BEGIN DATA PROVIDED

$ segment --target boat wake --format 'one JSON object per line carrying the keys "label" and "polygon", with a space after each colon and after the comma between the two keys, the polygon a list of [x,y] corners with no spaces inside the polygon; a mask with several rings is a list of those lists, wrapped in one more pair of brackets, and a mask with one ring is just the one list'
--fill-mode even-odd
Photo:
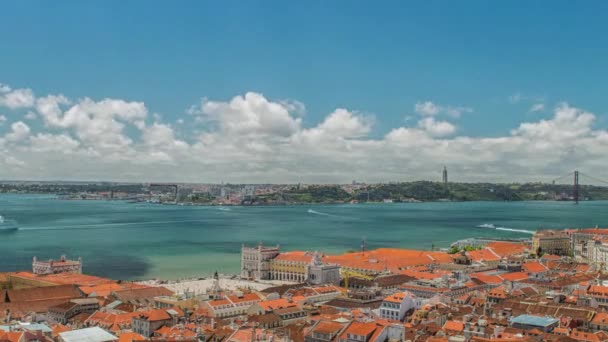
{"label": "boat wake", "polygon": [[334,216],[332,214],[328,214],[328,213],[324,213],[324,212],[316,211],[316,210],[312,210],[312,209],[308,209],[308,213],[314,214],[314,215],[321,215],[321,216]]}
{"label": "boat wake", "polygon": [[507,231],[507,232],[524,233],[524,234],[534,234],[535,233],[532,230],[514,229],[514,228],[505,228],[505,227],[496,227],[496,230],[503,230],[503,231]]}
{"label": "boat wake", "polygon": [[217,208],[217,210],[220,210],[220,211],[232,211],[232,209],[226,208],[226,207],[219,207],[219,208]]}
{"label": "boat wake", "polygon": [[479,226],[477,226],[477,228],[486,228],[486,229],[495,229],[495,230],[502,230],[505,232],[514,232],[514,233],[522,233],[522,234],[534,234],[535,232],[532,230],[526,230],[526,229],[515,229],[515,228],[507,228],[507,227],[496,227],[495,225],[493,225],[492,223],[484,223],[484,224],[480,224]]}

END DATA PROVIDED

TRY IT
Set the records down again exactly as given, and leave the pictures out.

RESULT BELOW
$ segment --target boat wake --format 'one JSON object per line carrying the keys "label" and "polygon", with a space after each colon and after the comma between the two keys, the polygon a list of [x,y] corners with no spaces inside the polygon; a mask with several rings is a list of those lists, wrapped in one more pair of brackets, and a mask with one ring is just the one list'
--fill-mode even-odd
Photo:
{"label": "boat wake", "polygon": [[334,216],[332,214],[328,214],[328,213],[324,213],[324,212],[316,211],[316,210],[312,210],[312,209],[308,209],[308,213],[314,214],[314,215],[321,215],[321,216]]}
{"label": "boat wake", "polygon": [[507,231],[507,232],[524,233],[524,234],[534,234],[535,233],[532,230],[514,229],[514,228],[505,228],[505,227],[496,227],[496,230],[503,230],[503,231]]}
{"label": "boat wake", "polygon": [[217,208],[217,210],[220,210],[220,211],[232,211],[232,209],[226,208],[226,207],[219,207],[219,208]]}
{"label": "boat wake", "polygon": [[479,226],[477,226],[477,228],[486,228],[486,229],[495,229],[495,230],[502,230],[505,232],[514,232],[514,233],[522,233],[522,234],[534,234],[535,232],[532,230],[526,230],[526,229],[515,229],[515,228],[507,228],[507,227],[496,227],[495,225],[493,225],[492,223],[484,223],[484,224],[480,224]]}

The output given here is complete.